RU2843783C1 - Method of producing nanostructured diamond-metal composites - Google Patents

Abstract

FIELD: powder metallurgy.

SUBSTANCE: invention relates to powder metallurgy, particularly, to production of nanostructured diamond-metal composites. It can be used for fabrication of diamond abrasive tools. Powder material containing tin bronze powder and chromium powder is mixed with graphite powder in the following ratio, wt. %: tin bronze powder 70-90, chromium powder 9-27 and graphite powder 1-3. After mixing, powders are mechanically activated in planetary ball mill at centrifugal acceleration of 15-20 g for 90-300 minutes. Diamonds are additionally added to activated powder material in amount of 6.25-37.5 % by volume of composite. Blanks are moulded from powder material and subjected to liquid-phase sintering for 30-60 minutes.

EFFECT: increased wear resistance due to the formation of carbide nanoparticles uniformly distributed in the matrix.

1 cl, 2 tbl

Description

The invention relates to powder metallurgy and can be used for the production of diamond abrasive tools with metal bonds.

The prior art discloses a method for producing nanostructured diamond-metal composites according to patents RU 2286241 C1, RU 2286242 C1, RU 2286243 C1, which includes introducing an alloying additive in the form of a nanopowder in an amount of 1-15 wt. % into the composite binder. Nanopowders of tungsten carbide, or tungsten, or aluminum oxide, or zirconium dioxide, or niobium carbide, or ultrafine diamonds coated with silver or nickel are used as alloying additives. The presence of uniformly distributed nanoparticles in the structure of the diamond-metal composite promotes its dispersion strengthening, increased hardness and wear resistance without a significant decrease in ductility. The implementation of this method is associated with a number of difficulties. Due to the high chemical activity of nanopowders, special measures are required to protect them from oxidation during storage, preparation of the powder charge, and molding of products. The tendency of nanopowders to aggregate significantly complicates the preparation of powder mixtures and makes it difficult to obtain a uniform distribution of nanoparticles in composite materials.

STATED TASK
Extract the part of the diamond-metal composite patent text from "SUBSTANCE: invention relates" up to and including "for 30-60 minutes.", copying it word for word.

MATERIAL
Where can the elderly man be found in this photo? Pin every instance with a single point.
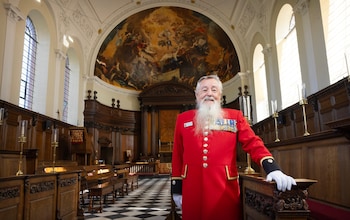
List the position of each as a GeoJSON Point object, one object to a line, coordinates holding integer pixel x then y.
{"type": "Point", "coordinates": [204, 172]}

SOLUTION FOR THIS PROBLEM
SUBSTANCE: invention relates to powder metallurgy, particularly, to production of nanostructured diamond-metal composites. It can be used for fabrication of diamond abrasive tools. Powder material containing tin bronze powder and chromium powder is mixed with graphite powder in the following ratio, wt. %: tin bronze powder 70-90, chromium powder 9-27 and graphite powder 1-3. After mixing, powders are mechanically activated in planetary ball mill at centrifugal acceleration of 15-20 g for 90-300 minutes. Diamonds are additionally added to activated powder material in amount of 6.25-37.5 % by volume of composite. Blanks are moulded from powder material and subjected to liquid-phase sintering for 30-60 minutes.